Task description: Copy every line of the data below word for word, leaving the pictures out of your answer.

_ _ _

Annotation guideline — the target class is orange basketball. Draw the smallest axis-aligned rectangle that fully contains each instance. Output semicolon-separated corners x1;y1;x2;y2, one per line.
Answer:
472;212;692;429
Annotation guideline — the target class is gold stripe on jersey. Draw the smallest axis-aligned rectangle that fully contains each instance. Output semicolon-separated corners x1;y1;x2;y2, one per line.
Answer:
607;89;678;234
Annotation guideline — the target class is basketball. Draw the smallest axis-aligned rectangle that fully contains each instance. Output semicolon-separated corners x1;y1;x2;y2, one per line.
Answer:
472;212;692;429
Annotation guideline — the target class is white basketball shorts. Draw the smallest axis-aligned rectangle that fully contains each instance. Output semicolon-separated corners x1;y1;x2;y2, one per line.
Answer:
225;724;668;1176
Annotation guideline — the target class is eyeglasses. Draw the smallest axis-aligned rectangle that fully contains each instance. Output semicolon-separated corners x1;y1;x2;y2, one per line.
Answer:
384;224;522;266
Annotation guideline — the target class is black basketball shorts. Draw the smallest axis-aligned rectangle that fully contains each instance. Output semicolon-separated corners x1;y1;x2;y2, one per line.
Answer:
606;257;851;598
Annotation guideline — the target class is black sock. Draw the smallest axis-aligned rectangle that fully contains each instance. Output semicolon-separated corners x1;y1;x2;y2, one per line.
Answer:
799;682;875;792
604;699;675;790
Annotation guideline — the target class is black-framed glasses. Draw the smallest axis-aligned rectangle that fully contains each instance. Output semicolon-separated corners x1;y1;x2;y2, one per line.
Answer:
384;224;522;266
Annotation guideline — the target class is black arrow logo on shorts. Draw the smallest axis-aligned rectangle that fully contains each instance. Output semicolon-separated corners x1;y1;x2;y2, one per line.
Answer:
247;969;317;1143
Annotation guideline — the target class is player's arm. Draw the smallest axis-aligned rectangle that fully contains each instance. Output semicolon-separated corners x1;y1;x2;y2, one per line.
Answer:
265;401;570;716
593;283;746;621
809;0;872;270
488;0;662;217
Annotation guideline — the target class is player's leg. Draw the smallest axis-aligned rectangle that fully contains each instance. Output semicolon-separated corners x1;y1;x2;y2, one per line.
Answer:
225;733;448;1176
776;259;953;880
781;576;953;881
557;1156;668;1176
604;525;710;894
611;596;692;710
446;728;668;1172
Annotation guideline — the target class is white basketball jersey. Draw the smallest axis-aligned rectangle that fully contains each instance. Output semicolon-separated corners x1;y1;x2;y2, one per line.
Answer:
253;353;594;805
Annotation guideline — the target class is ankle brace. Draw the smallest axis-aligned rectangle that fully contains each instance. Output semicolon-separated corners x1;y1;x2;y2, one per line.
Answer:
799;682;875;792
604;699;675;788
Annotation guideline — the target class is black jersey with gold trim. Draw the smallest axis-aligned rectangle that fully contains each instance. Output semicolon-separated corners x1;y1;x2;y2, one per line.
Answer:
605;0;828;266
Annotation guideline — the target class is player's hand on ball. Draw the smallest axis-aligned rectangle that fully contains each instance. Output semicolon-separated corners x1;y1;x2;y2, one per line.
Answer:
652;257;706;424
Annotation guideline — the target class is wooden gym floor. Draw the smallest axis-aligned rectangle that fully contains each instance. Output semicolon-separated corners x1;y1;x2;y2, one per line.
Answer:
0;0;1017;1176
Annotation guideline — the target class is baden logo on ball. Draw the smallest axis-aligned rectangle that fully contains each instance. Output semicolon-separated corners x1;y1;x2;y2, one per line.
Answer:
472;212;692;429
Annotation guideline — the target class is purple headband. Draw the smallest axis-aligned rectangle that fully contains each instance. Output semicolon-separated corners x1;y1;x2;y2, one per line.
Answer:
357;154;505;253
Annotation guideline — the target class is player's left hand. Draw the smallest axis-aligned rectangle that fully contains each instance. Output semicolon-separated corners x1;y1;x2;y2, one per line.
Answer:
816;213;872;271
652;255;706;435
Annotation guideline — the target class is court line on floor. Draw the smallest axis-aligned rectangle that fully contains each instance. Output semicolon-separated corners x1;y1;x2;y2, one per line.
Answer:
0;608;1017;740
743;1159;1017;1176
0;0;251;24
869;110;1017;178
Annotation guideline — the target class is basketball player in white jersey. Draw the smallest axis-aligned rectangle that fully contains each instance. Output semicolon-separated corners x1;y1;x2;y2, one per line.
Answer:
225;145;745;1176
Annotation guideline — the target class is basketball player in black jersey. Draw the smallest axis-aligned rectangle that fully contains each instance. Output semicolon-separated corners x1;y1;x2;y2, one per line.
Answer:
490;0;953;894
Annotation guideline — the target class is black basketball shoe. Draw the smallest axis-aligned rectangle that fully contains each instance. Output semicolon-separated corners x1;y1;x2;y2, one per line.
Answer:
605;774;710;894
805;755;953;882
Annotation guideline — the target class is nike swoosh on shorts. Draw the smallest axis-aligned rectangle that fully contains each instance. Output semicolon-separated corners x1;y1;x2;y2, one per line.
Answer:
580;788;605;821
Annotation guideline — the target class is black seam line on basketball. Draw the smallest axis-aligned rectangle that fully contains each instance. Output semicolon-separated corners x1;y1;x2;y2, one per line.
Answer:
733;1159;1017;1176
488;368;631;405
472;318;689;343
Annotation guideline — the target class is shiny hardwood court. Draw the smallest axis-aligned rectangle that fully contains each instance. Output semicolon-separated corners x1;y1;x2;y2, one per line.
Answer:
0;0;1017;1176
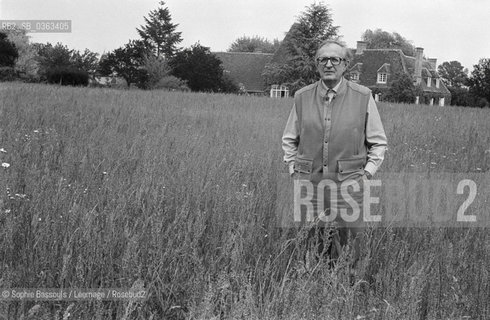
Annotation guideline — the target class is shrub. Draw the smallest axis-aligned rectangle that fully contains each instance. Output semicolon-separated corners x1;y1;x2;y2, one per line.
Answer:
0;67;18;81
153;76;190;91
46;68;88;86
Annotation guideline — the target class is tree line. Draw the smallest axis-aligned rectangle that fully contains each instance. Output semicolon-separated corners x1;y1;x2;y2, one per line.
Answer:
0;1;490;107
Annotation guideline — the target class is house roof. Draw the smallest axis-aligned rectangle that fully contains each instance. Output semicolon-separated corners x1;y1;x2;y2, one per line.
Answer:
349;49;450;94
214;52;273;92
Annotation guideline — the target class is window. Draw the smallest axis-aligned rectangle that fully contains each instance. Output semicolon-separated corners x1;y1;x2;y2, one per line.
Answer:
377;73;388;83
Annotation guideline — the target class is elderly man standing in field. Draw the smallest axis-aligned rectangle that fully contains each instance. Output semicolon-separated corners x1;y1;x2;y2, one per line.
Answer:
282;40;387;261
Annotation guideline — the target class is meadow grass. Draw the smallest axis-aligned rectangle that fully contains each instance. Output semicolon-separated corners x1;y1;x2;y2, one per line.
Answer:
0;84;490;319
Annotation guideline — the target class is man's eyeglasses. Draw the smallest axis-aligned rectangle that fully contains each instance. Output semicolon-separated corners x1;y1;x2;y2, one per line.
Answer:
316;57;345;66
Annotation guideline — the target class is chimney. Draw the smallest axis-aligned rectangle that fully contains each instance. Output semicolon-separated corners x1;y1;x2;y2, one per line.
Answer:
429;58;437;70
413;47;424;85
356;41;367;54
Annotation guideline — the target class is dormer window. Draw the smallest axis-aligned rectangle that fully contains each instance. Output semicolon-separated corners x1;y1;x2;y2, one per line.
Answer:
377;72;388;83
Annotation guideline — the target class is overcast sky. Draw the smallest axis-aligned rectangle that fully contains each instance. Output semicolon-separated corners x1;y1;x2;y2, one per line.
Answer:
0;0;490;69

_ _ _

Answer for this exercise:
Annotation guideline — the target class is orange basketball. Draw the smallest axis-aligned rectangle that fully contains each instance. Output semicolon-separated corners x1;y1;x2;y2, one per line.
Answer:
472;212;692;429
Annotation guideline — the target class is gold stripe on jersey. Draw the smallest axis-aligned rectangle that fully contains each instance. Output semicolon-separated corners x1;y1;x2;y2, one per line.
Answer:
607;89;678;234
Annotation guideline — the target class is basketball. Draw the smallest axis-aligned rectangle that fully contains each instance. Output semicolon-separated corners x1;y1;x2;y2, one per line.
Answer:
472;212;692;429
Annotation guideline — the target class is white basketball shorts. Draw the smallest axis-aligned rectangle that fully contains each instance. Output semicolon-separated corners x1;y1;x2;y2, one per line.
Answer:
225;724;668;1176
Annotation guideline — the target class is eyeglasses. Draw the smallest axis-aligned rectangle that fully contains each instance. Output semicolon-separated corners x1;y1;x2;y2, one per line.
Answer:
384;224;522;266
Annotation guideline — the target class is black basketball shorts. Draw the smallest axis-aligned rectangle that fully contains each instance. Output semicolon-separated corners x1;y1;x2;y2, one per line.
Answer:
606;257;851;598
Annotation guideline — the target class is black sock. Draw the smallest axis-aligned rectangle that fully contains each instance. Output semicolon-separated corners x1;y1;x2;y2, one per line.
Answer:
799;682;875;792
604;699;675;790
Annotation guideline — the target class is black-framed glasses. Draw the smallest axis-aligned rectangle that fully contains each instance. Output semicolon-separated corners x1;y1;x2;y2, one per line.
Answer:
384;224;522;266
Annotation guideline — the target class is black arrow logo on shorts. Draw the smallest axis-aligned rectangle that fully contains each instance. Output semicolon-separated corners x1;y1;x2;y2, one per line.
Answer:
247;969;317;1143
Annotation guideline — the target class is player's arm. Draw the smallest axis-aligned rectangle that fully contains each instance. Output semicolon-separated corners x1;y1;x2;y2, one per line.
Answer:
265;401;570;716
593;283;746;621
809;0;872;270
488;0;662;217
Annotation guideline — the target class is player's leg. Draw the smallest axis-aligned rectangle that fully contains each instance. Output semicolon-separated corners x1;y1;x2;y2, one per line.
Answer:
225;733;448;1176
776;259;953;880
781;576;953;881
557;1156;668;1176
604;525;710;894
611;596;692;710
446;728;668;1172
Annotation guideline — the target class is white basketball jersey. Draw the smallest axis-aligned rectangle that fully contains each instance. Output semicolon-separated corners x1;y1;x2;y2, one per line.
Answer:
253;353;594;805
Annotation guideline — the target class is ankle brace. Draw the smallest axis-aligned rectangle that fully contains each instance. Output semicolon-separated corners x1;y1;x2;y2, one per line.
Answer:
799;682;875;792
604;699;675;788
Annotation guideline — the target class is black jersey with gold trim. Draw the smallest axis-aligned rectangle that fully contains each instance. Output semicolon-separated corners x1;y1;x2;y2, one per line.
Answer:
605;0;828;266
Annotation guideline — the target class is player's hand on ball. Draw the smallest axis-aligned rectangle that fully contains each instance. Output semicolon-separated corners x1;y1;x2;y2, one per line.
Answer:
652;257;706;424
Annotation guideline — the target class is wooden gym floor. Draw the smallest axis-aligned rectangle that fully contains each instance. Output semicolon-separated corners x1;y1;x2;y2, one per line.
Answer:
0;0;1017;1176
Annotation guideline — the target class is baden logo on ball. Draw the smallest axis-aligned rectangle that fully contains each instance. Output semicolon-separated corners x1;y1;x2;y2, one per line.
Answer:
472;212;692;429
Annotation guideline — the target class is purple headband. Draw the smallest axis-aligned rectangle that fully contains each instance. Output semicolon-separated corners x1;y1;x2;y2, one per line.
Answer:
357;154;505;253
Annotation guideline — the target class is player's left hand. Draw the smallest axis-aligned rectangle that fully contains each instance. Output semicolon-separated corners x1;y1;x2;y2, one per line.
Answer:
816;213;872;271
652;255;706;435
Annotation guideline — the target class is court line on floor. Draw the smallest axis-aligned rectangle that fully contains each instance. Output semicolon-separated corners x1;y1;x2;y2, one per line.
Answer:
0;608;1017;740
743;1159;1017;1176
0;0;251;24
869;110;1017;178
Annotation guideline — the target class is basketball player in white jersey. Draw the smallest axis-aligned rectangle that fully contains each instance. Output semicolon-separated corners x1;y1;x2;y2, one per line.
Answer:
225;145;745;1176
Annotation guideline — the target class is basketball player in black jersey. Draw the smallest axis-aligned rectangle that fully contains each instance. Output semicolon-separated corners x1;y1;x2;y2, one per line.
Answer:
490;0;953;894
Annotation guideline — the target class is black basketball shoe. Draw the smallest axis-aligned rectangle that fully contains each instance. Output semicolon-separated corners x1;y1;x2;y2, one per line.
Answer:
605;774;710;894
805;755;953;882
Annotation guideline — the target class is nike swoosh on shorts. Draw the smallest axis-aligned rectangle that fully contains each instance. Output semicolon-separated corners x1;y1;x2;y2, one per line.
Answer:
580;788;605;821
Annotation guideline — the target class is black seam line on basketball. Draw the smallest axis-aligned rectangle that fully contains each instance. Output semicolon-separated corners x1;y1;x2;y2, one per line.
Answer:
733;1159;1017;1176
488;368;631;405
472;318;689;343
Annotation guideline — the target class is shiny hardwood court. Draw the smallest axis-aligned rectangle that fully contains each instance. Output semicolon-separated corners x1;y1;x2;y2, one per line.
Answer:
0;0;1017;1176
Annotation guideline — the target class is shrub. Draw the smallest axis-aligned rectangle that fully contains each instance. Output semicolon-separated corners x1;y1;x2;y2, one per line.
Answer:
0;67;18;81
153;76;190;91
46;68;88;86
Annotation guideline — the target class is tree line. Draw the smallest axis-aligned rectangle that fully contains each instance. Output semicolon-separated corners x1;y1;x2;y2, one per line.
Answer:
0;1;490;107
Annotation guideline — the target class is house roof. Draw the smallest axis-aligned rectangle that fully contains each instance. Output semicolon-separated corners x1;y1;x2;y2, one per line.
Answer:
349;49;450;94
214;52;273;92
Annotation guideline — the target class is window. Draw the smallest axis-aligned rectangle that fully contains each instance. Output semicolon-separated corners x1;y1;x2;y2, one per line.
Answer:
377;73;388;83
Annotation guideline — the target class is elderly man standing in field. Draw the smallest axis-aligned rectangle that fully contains each instance. Output semicolon-separated corners x1;y1;x2;y2, one per line.
Answer:
282;40;387;261
Annotation guideline — the target class is meadow grass. Draw the smallest axis-aligned rectangle that fully contains each instance. Output semicolon-separated corners x1;y1;x2;y2, one per line.
Answer:
0;84;490;319
Annotation guideline — the target class is man's eyeglasses. Draw the smallest axis-aligned rectangle that fully contains each instance. Output semicolon-separated corners x1;y1;x2;y2, one per line.
Answer:
316;57;345;66
Annotation guideline — the target class is chimney. Draw the smallest axis-aligned rectangle that fully contains each instance. Output semicolon-separated corners x1;y1;x2;y2, one per line.
Answer:
429;58;437;70
413;47;424;85
356;41;367;54
Annotation guideline — the target class is dormer window. Draw the smallest axis-aligned rectangle that fully contains each instance. Output semicolon-separated corners x1;y1;x2;y2, one per line.
Answer:
377;72;388;83
Annotation guideline — the target class is overcast sky. Draw the smallest axis-aligned rectangle that fully contains each instance. Output semicolon-separated corners x1;y1;x2;y2, one per line.
Answer:
0;0;490;69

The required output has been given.